◆ **Exercise directions**:
Update the records below by changing "gets one dot" to "is marked with a single dot" everywhere it occurs, and leave all other text unchanged.

Start of Supplied records

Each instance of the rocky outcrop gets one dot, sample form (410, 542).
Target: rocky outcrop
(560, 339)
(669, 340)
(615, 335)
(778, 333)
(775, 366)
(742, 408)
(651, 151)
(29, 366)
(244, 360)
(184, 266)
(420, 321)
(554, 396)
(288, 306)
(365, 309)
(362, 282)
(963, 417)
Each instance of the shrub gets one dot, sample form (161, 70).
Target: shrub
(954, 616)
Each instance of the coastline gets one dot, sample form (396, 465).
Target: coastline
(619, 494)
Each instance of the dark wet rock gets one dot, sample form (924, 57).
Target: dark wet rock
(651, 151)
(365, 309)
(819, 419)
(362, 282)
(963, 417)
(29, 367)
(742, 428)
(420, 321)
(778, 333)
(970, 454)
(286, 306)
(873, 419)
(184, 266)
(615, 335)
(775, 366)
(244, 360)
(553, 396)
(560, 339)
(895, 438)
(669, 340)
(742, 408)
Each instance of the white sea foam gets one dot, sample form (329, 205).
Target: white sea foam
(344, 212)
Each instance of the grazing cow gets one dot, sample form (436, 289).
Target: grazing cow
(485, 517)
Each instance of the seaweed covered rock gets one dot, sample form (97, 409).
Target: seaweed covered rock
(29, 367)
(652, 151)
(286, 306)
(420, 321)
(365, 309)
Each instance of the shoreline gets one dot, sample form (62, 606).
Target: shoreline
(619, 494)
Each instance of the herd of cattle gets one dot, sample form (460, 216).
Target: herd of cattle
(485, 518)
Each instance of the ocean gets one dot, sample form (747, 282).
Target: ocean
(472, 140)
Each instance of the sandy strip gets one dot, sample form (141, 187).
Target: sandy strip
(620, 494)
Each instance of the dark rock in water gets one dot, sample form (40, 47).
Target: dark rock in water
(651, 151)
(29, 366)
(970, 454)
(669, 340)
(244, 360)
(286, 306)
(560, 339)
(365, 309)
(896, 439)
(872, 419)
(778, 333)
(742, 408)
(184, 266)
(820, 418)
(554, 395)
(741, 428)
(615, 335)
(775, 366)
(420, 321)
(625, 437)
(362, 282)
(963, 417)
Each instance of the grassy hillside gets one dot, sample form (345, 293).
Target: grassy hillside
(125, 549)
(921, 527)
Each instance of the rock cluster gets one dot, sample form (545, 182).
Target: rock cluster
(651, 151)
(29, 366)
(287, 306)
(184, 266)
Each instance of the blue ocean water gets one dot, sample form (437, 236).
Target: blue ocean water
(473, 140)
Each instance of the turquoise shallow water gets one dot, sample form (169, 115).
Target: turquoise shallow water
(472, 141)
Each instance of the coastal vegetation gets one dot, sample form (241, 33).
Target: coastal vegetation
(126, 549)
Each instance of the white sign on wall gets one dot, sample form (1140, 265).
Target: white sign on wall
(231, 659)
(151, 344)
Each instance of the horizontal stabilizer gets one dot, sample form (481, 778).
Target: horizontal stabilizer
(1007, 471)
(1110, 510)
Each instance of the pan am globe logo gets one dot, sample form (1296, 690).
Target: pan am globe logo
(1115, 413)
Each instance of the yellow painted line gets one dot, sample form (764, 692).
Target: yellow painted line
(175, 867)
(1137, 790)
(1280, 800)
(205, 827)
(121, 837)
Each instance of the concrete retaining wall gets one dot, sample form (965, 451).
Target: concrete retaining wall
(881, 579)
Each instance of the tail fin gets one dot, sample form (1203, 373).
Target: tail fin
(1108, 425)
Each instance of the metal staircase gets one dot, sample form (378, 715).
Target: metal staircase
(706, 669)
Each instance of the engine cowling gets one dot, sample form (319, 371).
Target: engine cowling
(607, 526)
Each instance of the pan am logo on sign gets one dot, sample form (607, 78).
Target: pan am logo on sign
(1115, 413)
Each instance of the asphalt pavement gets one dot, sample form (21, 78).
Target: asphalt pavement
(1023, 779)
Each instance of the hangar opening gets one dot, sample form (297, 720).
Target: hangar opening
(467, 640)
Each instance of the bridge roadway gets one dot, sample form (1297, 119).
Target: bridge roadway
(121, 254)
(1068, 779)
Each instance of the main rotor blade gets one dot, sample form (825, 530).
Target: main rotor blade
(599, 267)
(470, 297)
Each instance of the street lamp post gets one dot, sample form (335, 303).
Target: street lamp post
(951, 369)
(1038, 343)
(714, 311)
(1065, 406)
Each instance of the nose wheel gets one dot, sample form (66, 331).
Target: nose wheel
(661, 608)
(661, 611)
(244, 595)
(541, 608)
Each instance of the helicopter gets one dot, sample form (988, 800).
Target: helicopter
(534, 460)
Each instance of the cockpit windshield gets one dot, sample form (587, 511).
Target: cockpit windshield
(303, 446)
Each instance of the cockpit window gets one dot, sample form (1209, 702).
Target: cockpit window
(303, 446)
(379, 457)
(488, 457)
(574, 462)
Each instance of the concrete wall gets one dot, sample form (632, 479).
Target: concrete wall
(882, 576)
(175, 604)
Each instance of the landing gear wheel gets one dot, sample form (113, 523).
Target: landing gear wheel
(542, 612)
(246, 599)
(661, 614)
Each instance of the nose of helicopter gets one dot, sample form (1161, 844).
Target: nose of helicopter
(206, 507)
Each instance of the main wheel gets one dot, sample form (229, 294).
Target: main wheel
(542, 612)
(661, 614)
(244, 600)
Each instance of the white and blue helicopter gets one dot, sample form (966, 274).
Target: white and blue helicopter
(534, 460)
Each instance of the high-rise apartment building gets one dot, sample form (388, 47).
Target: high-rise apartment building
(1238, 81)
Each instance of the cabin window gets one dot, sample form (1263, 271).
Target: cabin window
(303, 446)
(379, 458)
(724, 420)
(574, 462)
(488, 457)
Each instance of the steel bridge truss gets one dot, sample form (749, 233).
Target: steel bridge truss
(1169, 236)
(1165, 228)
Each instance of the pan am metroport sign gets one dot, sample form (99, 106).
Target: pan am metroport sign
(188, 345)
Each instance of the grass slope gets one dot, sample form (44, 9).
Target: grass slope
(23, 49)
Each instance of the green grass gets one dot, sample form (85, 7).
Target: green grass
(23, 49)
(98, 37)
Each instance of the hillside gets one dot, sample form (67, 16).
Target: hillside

End of Supplied records

◆ **Task output**:
Each instance of the rocky outcrop is marked with a single dot, sample form (410, 542).
Target: rocky outcrop
(560, 339)
(669, 340)
(615, 335)
(778, 333)
(775, 366)
(742, 408)
(651, 151)
(29, 366)
(244, 360)
(184, 266)
(420, 321)
(554, 396)
(288, 306)
(365, 309)
(362, 282)
(963, 417)
Each instance of the shrub is marked with a single dot, sample form (161, 70).
Target: shrub
(954, 616)
Each instance of the coastline is marked with a single dot, sample form (396, 465).
Target: coastline
(619, 494)
Each instance of the dark wet rock is marked with a single dot, sample form (924, 57).
Target: dark wet rock
(651, 151)
(365, 309)
(819, 419)
(362, 282)
(963, 417)
(29, 367)
(742, 428)
(420, 321)
(778, 333)
(970, 454)
(286, 306)
(873, 419)
(184, 266)
(615, 335)
(775, 366)
(244, 360)
(553, 396)
(560, 339)
(895, 438)
(669, 340)
(742, 408)
Each instance of the white sea foam is marked with a single dot, sample form (329, 205).
Target: white sea foam
(344, 212)
Each instance of the grazing cow is marked with a single dot, sample form (436, 289).
Target: grazing cow
(485, 517)
Each instance of the seaweed covered rock is marked with a single dot, sample form (97, 409).
Target: seaweed covered rock
(29, 367)
(652, 151)
(286, 306)
(420, 321)
(365, 309)
Each instance of the shoreline is marked with a single dot, sample form (62, 606).
Target: shoreline
(619, 494)
Each instance of the herd of cattle is marked with a single dot, sample form (460, 216).
Target: herd of cattle
(485, 518)
Each instance of the ocean is marked with a single dot, sample form (747, 282).
Target: ocean
(472, 140)
Each instance of the sandy strip is marked with a single dot, sample form (141, 187).
Target: sandy strip
(620, 494)
Each instance of the dark rock in water is marked with a single dot, sample form (40, 47).
Target: dark rock in water
(651, 151)
(29, 366)
(970, 454)
(669, 340)
(244, 360)
(286, 306)
(560, 339)
(365, 309)
(896, 439)
(872, 419)
(778, 333)
(742, 408)
(184, 266)
(820, 418)
(554, 395)
(741, 428)
(615, 335)
(775, 366)
(420, 321)
(625, 437)
(362, 282)
(963, 417)
Each instance of the grassy hillside is marked with a single dot, sample form (345, 293).
Target: grassy hillside
(125, 549)
(921, 527)
Each instance of the rock cluster is marked with a single dot, sample form (545, 182).
Target: rock cluster
(651, 151)
(29, 366)
(287, 306)
(184, 266)
Each instance of the blue ocean water is marked with a single dot, sample form (437, 236).
Target: blue ocean water
(473, 140)
Each instance of the turquoise shallow water is marked with a single dot, sample form (169, 115).
Target: turquoise shallow water
(472, 141)
Each instance of the coastal vegetation is marked with a single dot, sample form (241, 33).
Target: coastal vegetation
(126, 549)
Each instance of the white sign on wall is marked with a single dot, sample form (1140, 265).
Target: white sign on wall
(231, 659)
(151, 344)
Each instance of the horizontal stabilizer is marked with a single dot, sample form (481, 778).
Target: horizontal stabilizer
(1007, 471)
(1110, 510)
Each instance of the pan am globe logo is marked with a single dot, sample form (1296, 690).
Target: pan am globe logo
(1115, 413)
Each instance of the yellow painted line is marked with a single dot, sample form (764, 692).
Target: yellow painted line
(175, 867)
(1137, 790)
(1280, 800)
(205, 827)
(121, 837)
Each instance of the concrete retaining wall is marked with a single dot, sample form (965, 451).
Target: concrete retaining wall
(881, 579)
Each instance of the tail fin is marked with a single dot, sample form (1203, 373).
Target: tail fin
(1108, 425)
Each instance of the metal staircase is marked with a single dot, sample form (378, 715).
Target: metal staircase
(706, 669)
Each instance of the engine cowling is marked with a single dot, sample form (319, 371).
Target: engine cowling
(607, 526)
Each instance of the pan am logo on sign is marked with a single dot, sample form (607, 78).
Target: pan am logo on sign
(1115, 413)
Each instance of the asphalt pavement is marked with a single dot, sample form (21, 78).
Target: asphalt pavement
(1023, 779)
Each instance of the hangar opening is marked with a single dot, sample form (297, 720).
Target: hangar opening
(467, 640)
Each instance of the bridge roadway is marked with a single dot, sample form (1297, 119).
Target: bridge roadway
(121, 254)
(1068, 779)
Each instance of the main rotor blade is marked with a single dot, sample form (825, 530).
Target: main rotor blade
(599, 267)
(470, 297)
Each instance of the street lamp post is marked with a single dot, sample form (335, 303).
Target: street lamp post
(951, 369)
(1038, 343)
(714, 311)
(1065, 406)
Each instance of the nose wheel is marked with a single dot, sample form (66, 331).
Target: nose wheel
(661, 608)
(661, 611)
(244, 595)
(541, 608)
Each instance of the helicopter is marked with a single dot, sample form (988, 800).
Target: helicopter
(534, 460)
Each instance of the cockpit windshield is marked with a single dot, sample form (587, 511).
Target: cockpit windshield
(303, 446)
Each instance of the cockpit window is marked with a single dot, sample form (1209, 702).
Target: cockpit window
(303, 446)
(379, 457)
(488, 457)
(574, 462)
Each instance of the concrete wall is marked with a single dot, sample form (632, 479).
Target: concrete wall
(882, 576)
(175, 604)
Each instance of the landing gear wheel is marked with a single dot, sample form (113, 523).
Target: landing gear wheel
(542, 612)
(246, 599)
(661, 614)
Each instance of the nose of helicopter is marked with a single dot, sample form (1161, 844).
Target: nose of helicopter
(206, 507)
Each instance of the main wheel is marked with a single dot, sample form (229, 294).
Target: main wheel
(542, 612)
(661, 614)
(244, 600)
Each instance of the white and blue helicopter is marked with a single dot, sample form (966, 274).
Target: white and blue helicopter
(534, 460)
Each instance of the high-rise apartment building is marked with a single dot, sample form (388, 47).
Target: high-rise apartment building
(1238, 81)
Each instance of the cabin window is marked with a single dot, sample form (1263, 271).
Target: cabin window
(303, 446)
(379, 458)
(724, 420)
(574, 462)
(488, 457)
Each instance of the steel bridge truss is marked with a single dot, sample form (749, 233).
Target: steel bridge truss
(1169, 236)
(1165, 228)
Each instance of the pan am metroport sign is marked with a single dot, sample form (99, 106).
Target: pan am metroport sign
(188, 345)
Each instance of the grass slope is marked with a single dot, sample form (44, 9).
Target: grass slope
(23, 49)
Each instance of the green grass is marked with a single dot, sample form (85, 7).
Target: green grass
(23, 49)
(98, 37)
Each instance of the hillside is marked with a single dot, sample form (67, 16).
Target: hillside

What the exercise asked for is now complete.